Prompt: In the passage about Maroth's seasons with the Tigers, transcribe the stretch that starts at the words "He returned to" and stops after the words "Durbin, and Nate Robertson.".

In 2003, Maroth lost 21 games for the Tigers—the first pitcher to lose 20 or more games in a season since Brian Kingman lost 20 for the Oakland Athletics in 1980. He remains the most recent pitcher to lose 20 or more games in a season as of 2025. However, he led the Tigers in wins (9) and win–loss percentage (.300) while the team set the American League record of 119 games lost (43–119).

Maroth rebounded to a decent 2004 campaign, going 11–13 with a 4.31 ERA and 108 strikeouts. 2004 also saw Maroth pitch a one-hit complete game shutout against a surging New York Yankees team that July – he lost his no-hit bid in the fourth-inning due to future teammate Gary Sheffield. In light of the Tigers' continually struggling offense, Maroth's 2005 performance was similarly solid; he managed to rack up 14 wins in 28 starts, the second best record on the team and just one loss behind their young ace, Jeremy Bonderman.

In 2006, Maroth assumed the No. 3 role in the starter rotation, behind the veteran Kenny Rogers and Bonderman, and ahead of rookie Justin Verlander and Nate Robertson. After a start against the Kansas City Royals on May 25, Maroth was placed on the disabled list in early June with bone chips in his left elbow. Late in the 2006 season, Maroth made four relief appearances, posting a 9.53 ERA over 52/3 innings of work, giving up three home runs. Maroth was left off the postseason roster.

He returned to the starting rotation in the 2007 season. He missed only one start due to illness. With Kenny Rogers on the DL, the rotation consisted of Maroth, Jeremy Bonderman, Justin Verlander, Chad Durbin, and Nate Robertson.

Collected data entries:

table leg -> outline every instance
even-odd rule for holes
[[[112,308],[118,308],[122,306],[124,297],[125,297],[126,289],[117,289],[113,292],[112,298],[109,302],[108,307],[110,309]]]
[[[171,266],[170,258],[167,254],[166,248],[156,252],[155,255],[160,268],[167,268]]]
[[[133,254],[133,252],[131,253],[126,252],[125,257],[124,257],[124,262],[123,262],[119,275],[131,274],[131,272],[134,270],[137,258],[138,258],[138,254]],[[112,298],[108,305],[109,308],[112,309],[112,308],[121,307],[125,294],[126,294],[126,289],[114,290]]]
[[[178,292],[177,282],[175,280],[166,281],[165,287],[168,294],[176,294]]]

Answer to this task:
He returned to the starting rotation in the 2007 season. He missed only one start due to illness. With Kenny Rogers on the DL, the rotation consisted of Maroth, Jeremy Bonderman, Justin Verlander, Chad Durbin, and Nate Robertson.